Aim of the task
Please tally the lines in the items below that contain the string "dark", counting a match only when its case is the same, and reply with the number alone.

Given records
•••
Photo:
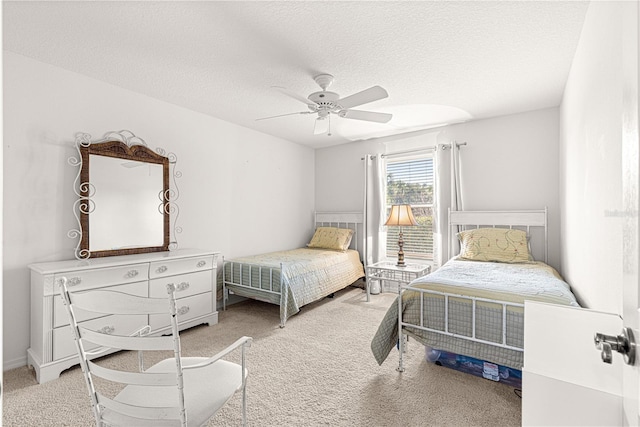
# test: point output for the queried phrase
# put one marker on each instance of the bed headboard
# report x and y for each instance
(534, 222)
(351, 220)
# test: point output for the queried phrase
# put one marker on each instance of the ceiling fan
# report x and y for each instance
(325, 103)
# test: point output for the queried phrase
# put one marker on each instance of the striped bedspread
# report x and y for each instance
(307, 275)
(496, 281)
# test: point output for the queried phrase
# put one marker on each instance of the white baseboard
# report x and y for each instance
(15, 363)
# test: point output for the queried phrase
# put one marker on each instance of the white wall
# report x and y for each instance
(591, 161)
(235, 192)
(509, 162)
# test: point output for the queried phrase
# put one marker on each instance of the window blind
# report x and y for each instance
(411, 180)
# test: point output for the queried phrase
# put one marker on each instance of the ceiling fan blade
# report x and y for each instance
(369, 116)
(292, 94)
(321, 126)
(368, 95)
(282, 115)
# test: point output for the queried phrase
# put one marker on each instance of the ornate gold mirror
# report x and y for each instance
(124, 196)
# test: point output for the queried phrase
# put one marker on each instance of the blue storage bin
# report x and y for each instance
(473, 366)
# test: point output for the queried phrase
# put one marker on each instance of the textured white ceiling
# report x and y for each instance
(440, 61)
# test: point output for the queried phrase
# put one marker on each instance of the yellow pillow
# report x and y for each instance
(337, 239)
(494, 244)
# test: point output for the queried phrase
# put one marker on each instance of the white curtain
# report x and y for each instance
(448, 195)
(374, 202)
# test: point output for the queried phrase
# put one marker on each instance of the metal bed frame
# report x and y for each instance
(463, 220)
(351, 220)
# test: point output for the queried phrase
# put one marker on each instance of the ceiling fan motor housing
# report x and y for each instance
(325, 100)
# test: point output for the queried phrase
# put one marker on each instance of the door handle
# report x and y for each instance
(624, 344)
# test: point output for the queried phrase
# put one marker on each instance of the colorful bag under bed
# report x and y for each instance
(480, 368)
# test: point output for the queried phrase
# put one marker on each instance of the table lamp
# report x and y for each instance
(401, 215)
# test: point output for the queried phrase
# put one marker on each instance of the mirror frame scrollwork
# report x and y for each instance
(121, 145)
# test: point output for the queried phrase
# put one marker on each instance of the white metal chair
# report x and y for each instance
(184, 391)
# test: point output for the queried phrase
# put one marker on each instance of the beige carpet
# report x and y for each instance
(318, 371)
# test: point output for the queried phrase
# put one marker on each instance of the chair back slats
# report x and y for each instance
(112, 302)
(127, 342)
(139, 413)
(134, 378)
(153, 396)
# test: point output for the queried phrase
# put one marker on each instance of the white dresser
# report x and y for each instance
(52, 347)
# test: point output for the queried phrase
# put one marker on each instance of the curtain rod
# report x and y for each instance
(425, 149)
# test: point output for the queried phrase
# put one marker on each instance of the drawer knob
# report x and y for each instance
(74, 281)
(107, 330)
(182, 286)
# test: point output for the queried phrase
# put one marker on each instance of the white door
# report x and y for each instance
(565, 382)
(631, 203)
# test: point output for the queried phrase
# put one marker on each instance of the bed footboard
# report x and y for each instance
(480, 320)
(252, 280)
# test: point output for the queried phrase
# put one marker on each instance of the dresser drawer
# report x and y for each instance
(188, 308)
(173, 267)
(64, 341)
(101, 277)
(186, 284)
(61, 318)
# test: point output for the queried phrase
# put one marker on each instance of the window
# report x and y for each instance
(410, 180)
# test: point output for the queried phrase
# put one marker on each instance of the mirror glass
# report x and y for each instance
(123, 206)
(127, 204)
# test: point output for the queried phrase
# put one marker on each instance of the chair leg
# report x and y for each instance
(244, 405)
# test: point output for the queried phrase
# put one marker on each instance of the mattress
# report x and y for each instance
(513, 283)
(292, 278)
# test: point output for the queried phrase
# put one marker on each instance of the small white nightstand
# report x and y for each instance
(389, 271)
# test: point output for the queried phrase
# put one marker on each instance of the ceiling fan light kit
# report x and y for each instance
(324, 103)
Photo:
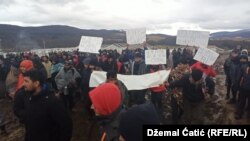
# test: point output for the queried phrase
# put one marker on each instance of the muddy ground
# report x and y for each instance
(84, 130)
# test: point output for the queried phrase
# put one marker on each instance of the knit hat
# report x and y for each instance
(196, 74)
(26, 64)
(106, 98)
(244, 51)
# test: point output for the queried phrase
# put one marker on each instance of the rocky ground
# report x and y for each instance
(83, 129)
(218, 112)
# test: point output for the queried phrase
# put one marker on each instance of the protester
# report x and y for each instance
(107, 103)
(194, 87)
(138, 67)
(66, 83)
(112, 78)
(44, 116)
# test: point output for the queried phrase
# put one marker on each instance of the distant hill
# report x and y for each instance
(59, 36)
(241, 34)
(53, 36)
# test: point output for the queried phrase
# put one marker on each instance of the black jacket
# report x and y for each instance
(44, 116)
(192, 92)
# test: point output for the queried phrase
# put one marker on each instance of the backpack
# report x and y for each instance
(245, 85)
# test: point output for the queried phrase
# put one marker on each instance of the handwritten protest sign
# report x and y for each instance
(135, 36)
(132, 82)
(90, 44)
(192, 38)
(206, 56)
(155, 57)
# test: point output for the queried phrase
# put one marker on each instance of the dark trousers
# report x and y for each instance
(156, 98)
(228, 84)
(137, 97)
(68, 99)
(244, 97)
(177, 110)
(234, 89)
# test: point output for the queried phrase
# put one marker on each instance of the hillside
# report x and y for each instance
(59, 36)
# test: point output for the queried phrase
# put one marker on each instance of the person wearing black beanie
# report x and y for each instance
(194, 87)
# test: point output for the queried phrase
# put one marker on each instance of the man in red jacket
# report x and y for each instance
(107, 102)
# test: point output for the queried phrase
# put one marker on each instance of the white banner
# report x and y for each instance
(132, 82)
(206, 56)
(155, 57)
(136, 36)
(90, 44)
(192, 38)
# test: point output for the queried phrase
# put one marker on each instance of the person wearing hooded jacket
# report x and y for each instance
(244, 89)
(107, 103)
(44, 116)
(194, 87)
(66, 83)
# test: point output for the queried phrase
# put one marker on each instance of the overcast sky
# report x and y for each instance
(158, 16)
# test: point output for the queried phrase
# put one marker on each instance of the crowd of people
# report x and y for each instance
(44, 91)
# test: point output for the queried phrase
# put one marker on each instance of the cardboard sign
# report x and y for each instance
(132, 82)
(192, 38)
(90, 44)
(136, 36)
(155, 57)
(206, 56)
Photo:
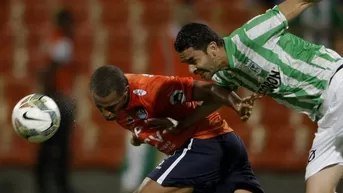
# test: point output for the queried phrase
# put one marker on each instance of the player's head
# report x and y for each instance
(109, 87)
(199, 46)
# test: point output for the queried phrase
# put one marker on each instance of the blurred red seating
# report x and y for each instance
(156, 13)
(114, 12)
(119, 48)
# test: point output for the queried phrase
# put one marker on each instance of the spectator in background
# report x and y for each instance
(321, 23)
(56, 81)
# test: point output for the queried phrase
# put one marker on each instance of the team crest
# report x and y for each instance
(216, 78)
(130, 120)
(255, 68)
(178, 96)
(142, 113)
(139, 92)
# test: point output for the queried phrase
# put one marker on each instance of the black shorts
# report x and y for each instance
(215, 165)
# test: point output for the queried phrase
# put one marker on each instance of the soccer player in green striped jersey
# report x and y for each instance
(264, 58)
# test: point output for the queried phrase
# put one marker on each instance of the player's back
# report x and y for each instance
(161, 96)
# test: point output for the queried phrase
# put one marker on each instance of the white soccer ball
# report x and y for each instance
(36, 118)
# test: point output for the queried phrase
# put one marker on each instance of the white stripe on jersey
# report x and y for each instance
(265, 26)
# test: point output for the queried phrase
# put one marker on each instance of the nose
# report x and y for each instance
(192, 69)
(106, 113)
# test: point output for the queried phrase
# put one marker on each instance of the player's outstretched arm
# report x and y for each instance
(293, 8)
(213, 98)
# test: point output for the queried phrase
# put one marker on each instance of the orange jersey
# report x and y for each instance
(162, 96)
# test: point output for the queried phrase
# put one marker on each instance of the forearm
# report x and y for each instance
(293, 8)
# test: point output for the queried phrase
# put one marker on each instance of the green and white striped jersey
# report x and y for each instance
(263, 57)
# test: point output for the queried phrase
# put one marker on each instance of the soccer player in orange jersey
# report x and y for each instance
(206, 157)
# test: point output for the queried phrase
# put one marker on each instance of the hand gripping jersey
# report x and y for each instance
(161, 96)
(265, 58)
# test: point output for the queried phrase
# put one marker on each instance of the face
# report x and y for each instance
(110, 105)
(204, 64)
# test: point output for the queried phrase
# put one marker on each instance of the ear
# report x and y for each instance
(212, 49)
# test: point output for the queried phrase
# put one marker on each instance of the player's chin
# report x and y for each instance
(206, 75)
(110, 118)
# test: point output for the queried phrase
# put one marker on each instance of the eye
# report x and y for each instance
(110, 108)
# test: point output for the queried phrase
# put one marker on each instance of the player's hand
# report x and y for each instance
(246, 106)
(166, 124)
(135, 141)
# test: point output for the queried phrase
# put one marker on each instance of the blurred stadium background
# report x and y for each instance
(137, 35)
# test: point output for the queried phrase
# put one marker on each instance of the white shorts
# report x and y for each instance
(327, 147)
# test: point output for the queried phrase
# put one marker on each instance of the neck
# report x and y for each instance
(127, 99)
(223, 60)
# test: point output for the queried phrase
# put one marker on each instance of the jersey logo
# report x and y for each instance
(142, 113)
(31, 118)
(139, 92)
(312, 155)
(178, 96)
(148, 75)
(216, 78)
(255, 68)
(130, 120)
(272, 82)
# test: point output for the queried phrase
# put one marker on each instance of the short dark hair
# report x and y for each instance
(197, 36)
(106, 79)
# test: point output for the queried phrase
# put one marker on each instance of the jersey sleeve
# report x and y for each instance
(223, 79)
(265, 27)
(174, 90)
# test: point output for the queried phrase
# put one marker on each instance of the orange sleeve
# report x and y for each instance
(174, 90)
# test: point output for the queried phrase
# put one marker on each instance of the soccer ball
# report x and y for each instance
(36, 118)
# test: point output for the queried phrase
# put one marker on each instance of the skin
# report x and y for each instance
(110, 105)
(206, 63)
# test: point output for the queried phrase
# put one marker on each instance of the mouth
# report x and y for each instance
(204, 74)
(111, 117)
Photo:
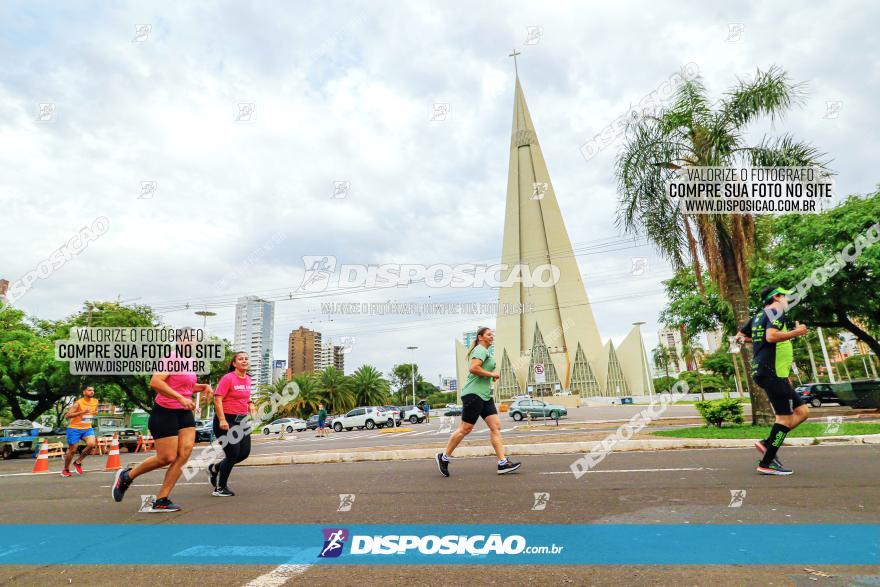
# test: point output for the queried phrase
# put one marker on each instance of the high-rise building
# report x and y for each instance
(557, 344)
(331, 355)
(254, 332)
(279, 369)
(339, 357)
(304, 351)
(671, 339)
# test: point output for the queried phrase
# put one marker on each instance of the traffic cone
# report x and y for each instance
(42, 464)
(113, 462)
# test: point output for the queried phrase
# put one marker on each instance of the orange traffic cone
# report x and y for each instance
(113, 461)
(42, 464)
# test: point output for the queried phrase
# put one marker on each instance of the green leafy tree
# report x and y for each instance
(31, 380)
(369, 387)
(698, 312)
(806, 245)
(336, 390)
(693, 132)
(306, 402)
(401, 380)
(692, 352)
(663, 357)
(718, 363)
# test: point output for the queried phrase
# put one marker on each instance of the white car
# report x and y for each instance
(289, 425)
(368, 417)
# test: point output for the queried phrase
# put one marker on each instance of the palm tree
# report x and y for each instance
•••
Result of this exercise
2